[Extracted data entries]
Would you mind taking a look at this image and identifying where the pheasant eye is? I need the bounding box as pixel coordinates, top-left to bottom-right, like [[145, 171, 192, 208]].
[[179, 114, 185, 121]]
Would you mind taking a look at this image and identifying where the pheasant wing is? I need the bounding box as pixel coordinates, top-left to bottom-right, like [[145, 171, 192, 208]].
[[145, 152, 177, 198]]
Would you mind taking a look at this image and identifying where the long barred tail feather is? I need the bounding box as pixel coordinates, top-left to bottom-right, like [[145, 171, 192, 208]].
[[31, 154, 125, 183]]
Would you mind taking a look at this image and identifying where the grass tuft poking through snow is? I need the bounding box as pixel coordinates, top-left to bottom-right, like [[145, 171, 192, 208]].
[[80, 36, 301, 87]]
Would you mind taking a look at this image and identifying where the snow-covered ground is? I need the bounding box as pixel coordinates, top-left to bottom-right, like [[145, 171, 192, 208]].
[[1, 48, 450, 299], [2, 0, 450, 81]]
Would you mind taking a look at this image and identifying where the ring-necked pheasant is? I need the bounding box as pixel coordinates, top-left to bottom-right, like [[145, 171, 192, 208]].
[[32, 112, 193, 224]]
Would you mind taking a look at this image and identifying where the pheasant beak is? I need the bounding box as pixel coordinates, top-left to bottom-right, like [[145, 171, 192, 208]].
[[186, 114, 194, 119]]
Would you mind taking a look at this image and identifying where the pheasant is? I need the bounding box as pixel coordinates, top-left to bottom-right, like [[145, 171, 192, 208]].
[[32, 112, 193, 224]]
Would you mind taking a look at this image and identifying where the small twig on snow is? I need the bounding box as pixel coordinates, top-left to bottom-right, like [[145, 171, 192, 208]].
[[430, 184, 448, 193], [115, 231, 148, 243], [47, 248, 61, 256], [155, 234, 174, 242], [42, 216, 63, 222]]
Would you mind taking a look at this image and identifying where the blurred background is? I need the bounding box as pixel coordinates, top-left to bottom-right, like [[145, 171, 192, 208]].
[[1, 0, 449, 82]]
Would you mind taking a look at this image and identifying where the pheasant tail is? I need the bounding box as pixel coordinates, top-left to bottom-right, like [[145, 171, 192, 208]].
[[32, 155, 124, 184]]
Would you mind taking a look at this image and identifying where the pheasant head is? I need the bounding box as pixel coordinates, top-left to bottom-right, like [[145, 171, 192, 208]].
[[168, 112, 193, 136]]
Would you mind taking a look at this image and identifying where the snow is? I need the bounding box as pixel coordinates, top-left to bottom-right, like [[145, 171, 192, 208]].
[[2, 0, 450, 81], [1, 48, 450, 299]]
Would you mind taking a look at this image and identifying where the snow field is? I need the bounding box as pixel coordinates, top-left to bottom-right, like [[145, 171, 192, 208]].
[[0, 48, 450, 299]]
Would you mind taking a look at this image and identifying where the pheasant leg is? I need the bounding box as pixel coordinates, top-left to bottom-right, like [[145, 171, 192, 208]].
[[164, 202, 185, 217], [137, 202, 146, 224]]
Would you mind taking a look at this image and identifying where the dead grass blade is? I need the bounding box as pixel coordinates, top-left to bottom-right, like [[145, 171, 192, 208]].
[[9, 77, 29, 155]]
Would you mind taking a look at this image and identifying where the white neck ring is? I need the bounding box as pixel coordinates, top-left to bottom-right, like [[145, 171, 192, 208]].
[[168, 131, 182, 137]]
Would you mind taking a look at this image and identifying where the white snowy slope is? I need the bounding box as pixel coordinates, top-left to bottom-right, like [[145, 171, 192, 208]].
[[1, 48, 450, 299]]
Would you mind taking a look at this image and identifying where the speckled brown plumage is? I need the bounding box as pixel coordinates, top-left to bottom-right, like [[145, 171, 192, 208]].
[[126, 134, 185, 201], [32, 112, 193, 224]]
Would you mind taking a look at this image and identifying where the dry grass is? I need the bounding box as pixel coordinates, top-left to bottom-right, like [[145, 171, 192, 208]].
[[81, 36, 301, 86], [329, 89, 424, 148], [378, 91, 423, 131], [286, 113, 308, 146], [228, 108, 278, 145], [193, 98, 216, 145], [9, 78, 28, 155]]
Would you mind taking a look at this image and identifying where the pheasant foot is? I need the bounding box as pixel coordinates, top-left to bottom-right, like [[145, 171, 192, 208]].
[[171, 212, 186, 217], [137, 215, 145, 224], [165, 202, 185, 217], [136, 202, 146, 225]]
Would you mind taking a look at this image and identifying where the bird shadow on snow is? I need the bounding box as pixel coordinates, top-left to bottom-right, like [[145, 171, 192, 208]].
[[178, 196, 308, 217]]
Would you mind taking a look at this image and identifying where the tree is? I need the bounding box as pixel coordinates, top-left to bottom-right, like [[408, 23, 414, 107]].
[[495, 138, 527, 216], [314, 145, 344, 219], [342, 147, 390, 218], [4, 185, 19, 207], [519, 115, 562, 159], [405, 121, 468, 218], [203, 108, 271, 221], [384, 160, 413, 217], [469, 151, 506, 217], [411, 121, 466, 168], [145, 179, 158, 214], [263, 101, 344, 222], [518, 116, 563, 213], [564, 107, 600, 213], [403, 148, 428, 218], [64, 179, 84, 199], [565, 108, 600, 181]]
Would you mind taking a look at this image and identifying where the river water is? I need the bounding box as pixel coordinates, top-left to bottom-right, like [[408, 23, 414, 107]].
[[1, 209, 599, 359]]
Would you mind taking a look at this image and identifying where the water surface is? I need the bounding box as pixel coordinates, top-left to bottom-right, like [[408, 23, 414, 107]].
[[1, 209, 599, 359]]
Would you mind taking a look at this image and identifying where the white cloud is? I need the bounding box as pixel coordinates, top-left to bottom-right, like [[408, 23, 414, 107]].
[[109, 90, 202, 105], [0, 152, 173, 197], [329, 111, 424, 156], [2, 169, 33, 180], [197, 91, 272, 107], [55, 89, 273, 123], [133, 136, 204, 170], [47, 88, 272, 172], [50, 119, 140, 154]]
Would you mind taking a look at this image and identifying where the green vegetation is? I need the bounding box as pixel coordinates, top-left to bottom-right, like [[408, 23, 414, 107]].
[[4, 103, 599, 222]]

= Exercise description =
All records above must be returned exactly as they appear.

= Solved exercise =
Would you mind taking a look at this image and identifying where the pheasant eye is? I need the bounding box as pixel coordinates, top-left to bottom-right, like [[145, 171, 192, 208]].
[[179, 114, 185, 121]]
Would you mind taking a look at this image and identifying where the pheasant wing is? I need the bounding box as pixel coordinates, top-left to bottom-right, like [[145, 171, 192, 208]].
[[145, 152, 177, 198]]
Would you mind taking a look at this image and identifying where the long barred tail feather is? I need the bounding box as pixel coordinates, top-left to bottom-right, like [[145, 171, 192, 208]].
[[31, 154, 125, 183]]
Would you mind taking a look at this image and identifying where the grass tuft poking through snow is? I need the bounding box as pixel coordinates, top-left to bottom-right, like [[145, 171, 192, 208]].
[[80, 36, 301, 87]]
Would you mind taking a look at this image and identifying where the snow-covered ground is? I need the bounding box as pixel coordinates, top-left to bottom-right, like [[145, 171, 192, 208]].
[[1, 48, 450, 299], [2, 0, 450, 81]]
Would you mind taking a look at this image and identifying where the ring-necked pheasant is? I need the bounding box as pixel coordinates, top-left to bottom-right, like [[145, 171, 192, 208]].
[[32, 112, 193, 224]]
Would you mind taking a look at this image and identifying where the pheasant beak is? I need the bounding box as pixel coordinates, top-left to bottom-right, like [[145, 171, 192, 208]].
[[186, 114, 194, 119]]
Would you mind taking a look at this image and identifying where the pheasant is? I need the bounding box as pixel coordinates, top-left to bottom-right, like [[145, 171, 192, 208]].
[[32, 112, 193, 224]]
Would you mind taking a look at this image and identifying where the small twig on snow is? I need the bounding box as pixel coordinates, top-left to bottom-right, like [[145, 171, 192, 208]].
[[430, 184, 448, 193], [115, 231, 148, 243], [47, 248, 61, 256], [155, 234, 174, 242], [42, 216, 63, 222]]
Would you mind taking a look at this image and identifying where the blurred background is? I need the bounding box as pixel coordinates, top-left to bottom-right, like [[145, 171, 192, 208]].
[[1, 0, 449, 82]]
Would you mind taking a look at this image and identifying where the pheasant tail is? I need the bounding box as pixel coordinates, top-left to bottom-right, like [[145, 171, 192, 208]].
[[32, 155, 124, 184]]
Would you mind taking a look at this image and identifying where the pheasant head is? I need the bounding box as pixel coordinates, top-left to bottom-right, like [[145, 171, 192, 208]].
[[168, 112, 193, 136]]
Would you mind taking a look at this image and identifying where the snow is? I need the bounding box as pixel coordinates, top-left to bottom-right, like [[145, 171, 192, 208]].
[[2, 0, 450, 81], [1, 48, 450, 299]]
Would you mind taking a look at this image and identifying where the snow field is? I need the bounding box as pixel coordinates, top-left to bottom-right, like [[145, 171, 192, 208]].
[[0, 48, 450, 299]]
Would you mind taking a look at this image and identifying where the pheasant leg is? I need the bounding box as pixel coordinates, top-left to bottom-right, like [[145, 171, 192, 208]].
[[164, 202, 185, 217], [137, 202, 146, 224]]
Would you mind taking a look at this image and identifying where the dead grass blade is? I need the bounding box as pixel coordinates, top-left to bottom-right, like [[145, 171, 192, 208]].
[[9, 77, 29, 155]]
Would you mind taking a look at this image and identifying where the white neck ring is? I need the bounding box as pixel coordinates, top-left to bottom-right, like [[145, 171, 192, 208]].
[[168, 131, 182, 137]]
Would you mind taking a look at this image and identifying where the white snowy slope is? I need the bounding box as pixel coordinates, top-left to bottom-right, like [[145, 171, 192, 208]].
[[1, 48, 450, 299]]
Would you mind taking a look at this image and identifying where the speckled brown plumage is? I need the bounding box as pixel coordinates, top-left to bottom-right, like [[145, 171, 192, 208]].
[[126, 134, 185, 201], [32, 112, 193, 224]]
Would you mind taking a look at this image and identifying where the dry grass is? I need the bounding box as pixel coordinates, top-left to bottom-right, like [[145, 171, 192, 208]].
[[81, 36, 301, 86], [329, 89, 424, 148], [378, 91, 423, 131], [286, 113, 308, 146], [228, 108, 278, 145], [193, 98, 216, 145], [9, 78, 28, 155]]
Would you mind taking a look at this image and identifying where the pheasant foot is? I need the bounding box as pixel coordinates, top-left to bottom-right, like [[145, 171, 192, 208]].
[[171, 212, 186, 217], [137, 215, 145, 224], [165, 202, 185, 217], [136, 202, 146, 225]]
Would you mind taking a look at this image and identifying where the bird shadow on snow is? I need the bounding box as pixel coordinates, top-left to bottom-right, like [[145, 171, 192, 208]].
[[178, 196, 308, 217]]
Would you mind taking a look at this image and identifying where the tree is? I need the bounding box as pixel coordinates, top-left to bottom-right, like [[408, 23, 414, 107]].
[[495, 138, 527, 216], [314, 145, 344, 219], [342, 147, 390, 218], [4, 185, 19, 207], [519, 115, 562, 159], [405, 121, 468, 218], [203, 108, 271, 221], [384, 160, 413, 217], [469, 151, 506, 217], [411, 121, 466, 168], [145, 179, 158, 214], [263, 101, 344, 222], [518, 116, 563, 213], [564, 107, 600, 213], [403, 148, 428, 218], [64, 179, 84, 199], [565, 108, 600, 181]]
Would you mind taking a look at this image and identifying where the river water is? I need the bounding box as pixel coordinates, top-left to bottom-right, like [[408, 23, 414, 107]].
[[1, 209, 599, 359]]
Would you mind taking a look at this image and identifying where the water surface is? I need the bounding box as pixel coordinates, top-left to bottom-right, like [[408, 23, 414, 107]].
[[1, 209, 599, 359]]
Would you mind taking a look at this image and identifying where the white cloud is? I need the bounding box as pixel coordinates, top-left to bottom-right, like [[408, 23, 414, 107]].
[[109, 90, 202, 105], [0, 152, 173, 197], [329, 111, 424, 156], [2, 169, 33, 180], [197, 91, 272, 107], [55, 89, 273, 123], [133, 136, 204, 170], [47, 88, 272, 172], [50, 119, 140, 154]]
Would you mind taking a look at this image and identifying where the green vegetation is? I need the bounding box as pixel coordinates, top-left to bottom-right, like [[408, 23, 414, 107]].
[[4, 103, 599, 222]]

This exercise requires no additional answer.